EXERCISE MATERIAL
--- Start ---
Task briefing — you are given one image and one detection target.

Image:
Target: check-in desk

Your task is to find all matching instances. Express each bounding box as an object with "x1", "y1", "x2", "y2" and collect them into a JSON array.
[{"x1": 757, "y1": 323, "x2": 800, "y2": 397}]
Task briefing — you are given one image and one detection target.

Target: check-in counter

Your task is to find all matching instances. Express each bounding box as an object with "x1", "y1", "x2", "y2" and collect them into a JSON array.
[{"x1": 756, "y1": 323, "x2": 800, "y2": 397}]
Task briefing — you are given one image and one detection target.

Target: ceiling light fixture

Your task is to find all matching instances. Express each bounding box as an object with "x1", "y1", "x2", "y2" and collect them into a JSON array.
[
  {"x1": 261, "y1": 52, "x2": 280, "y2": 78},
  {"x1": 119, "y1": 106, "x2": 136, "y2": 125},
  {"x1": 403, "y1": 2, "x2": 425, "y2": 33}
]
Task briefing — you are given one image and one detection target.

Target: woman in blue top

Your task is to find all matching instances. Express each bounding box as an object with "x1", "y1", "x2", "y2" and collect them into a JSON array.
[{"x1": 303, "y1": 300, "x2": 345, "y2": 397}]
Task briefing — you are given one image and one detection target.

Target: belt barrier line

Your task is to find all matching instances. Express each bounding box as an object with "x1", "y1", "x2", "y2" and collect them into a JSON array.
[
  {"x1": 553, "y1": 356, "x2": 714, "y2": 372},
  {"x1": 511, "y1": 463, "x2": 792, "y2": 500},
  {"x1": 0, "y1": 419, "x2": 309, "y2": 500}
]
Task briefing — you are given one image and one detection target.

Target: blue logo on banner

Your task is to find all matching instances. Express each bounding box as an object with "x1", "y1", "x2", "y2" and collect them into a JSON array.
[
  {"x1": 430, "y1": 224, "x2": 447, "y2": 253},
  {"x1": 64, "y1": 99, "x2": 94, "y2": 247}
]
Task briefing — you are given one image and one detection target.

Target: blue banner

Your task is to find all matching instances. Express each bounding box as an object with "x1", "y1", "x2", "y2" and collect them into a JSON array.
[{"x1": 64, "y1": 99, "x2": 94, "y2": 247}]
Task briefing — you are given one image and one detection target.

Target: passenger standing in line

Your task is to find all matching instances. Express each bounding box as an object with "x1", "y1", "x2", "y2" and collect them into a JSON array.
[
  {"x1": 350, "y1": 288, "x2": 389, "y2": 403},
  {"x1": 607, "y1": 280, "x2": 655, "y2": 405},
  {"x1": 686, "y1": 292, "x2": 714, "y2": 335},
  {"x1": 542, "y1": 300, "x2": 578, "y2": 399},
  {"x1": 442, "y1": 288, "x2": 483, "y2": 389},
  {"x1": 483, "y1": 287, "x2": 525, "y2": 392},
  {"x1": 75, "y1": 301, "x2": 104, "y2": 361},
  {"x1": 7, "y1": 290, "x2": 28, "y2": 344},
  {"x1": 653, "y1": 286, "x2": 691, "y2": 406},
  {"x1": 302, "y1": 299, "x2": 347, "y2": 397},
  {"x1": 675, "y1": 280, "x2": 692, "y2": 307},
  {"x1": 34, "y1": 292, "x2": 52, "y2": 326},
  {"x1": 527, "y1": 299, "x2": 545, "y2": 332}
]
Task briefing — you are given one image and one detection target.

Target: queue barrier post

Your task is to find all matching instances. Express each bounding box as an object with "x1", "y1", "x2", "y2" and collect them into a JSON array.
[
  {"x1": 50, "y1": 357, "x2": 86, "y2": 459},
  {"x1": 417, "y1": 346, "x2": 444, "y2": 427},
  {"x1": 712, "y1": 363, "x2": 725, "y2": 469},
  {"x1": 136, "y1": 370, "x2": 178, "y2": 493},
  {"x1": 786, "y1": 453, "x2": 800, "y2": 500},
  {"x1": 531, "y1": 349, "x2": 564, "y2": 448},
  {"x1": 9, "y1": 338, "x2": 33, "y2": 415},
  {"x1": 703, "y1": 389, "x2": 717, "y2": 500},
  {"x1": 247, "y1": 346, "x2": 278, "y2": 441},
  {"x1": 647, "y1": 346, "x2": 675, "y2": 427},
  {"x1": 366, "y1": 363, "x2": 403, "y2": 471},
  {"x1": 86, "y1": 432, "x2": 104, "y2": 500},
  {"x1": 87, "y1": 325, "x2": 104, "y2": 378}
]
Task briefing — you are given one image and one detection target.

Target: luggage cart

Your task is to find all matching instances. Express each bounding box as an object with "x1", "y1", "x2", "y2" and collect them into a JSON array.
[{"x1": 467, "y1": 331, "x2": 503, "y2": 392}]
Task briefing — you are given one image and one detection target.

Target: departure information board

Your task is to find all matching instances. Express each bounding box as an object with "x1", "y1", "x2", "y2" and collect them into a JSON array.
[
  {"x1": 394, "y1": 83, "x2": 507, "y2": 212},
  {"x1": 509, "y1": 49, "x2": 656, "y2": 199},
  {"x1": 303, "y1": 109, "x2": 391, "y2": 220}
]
--- End ---
GIVEN REQUEST
Pull out every line of the material above that contains the string "banner", and copy each one in full.

RESULT OF THE TASK
Target: blue logo on banner
Target: blue banner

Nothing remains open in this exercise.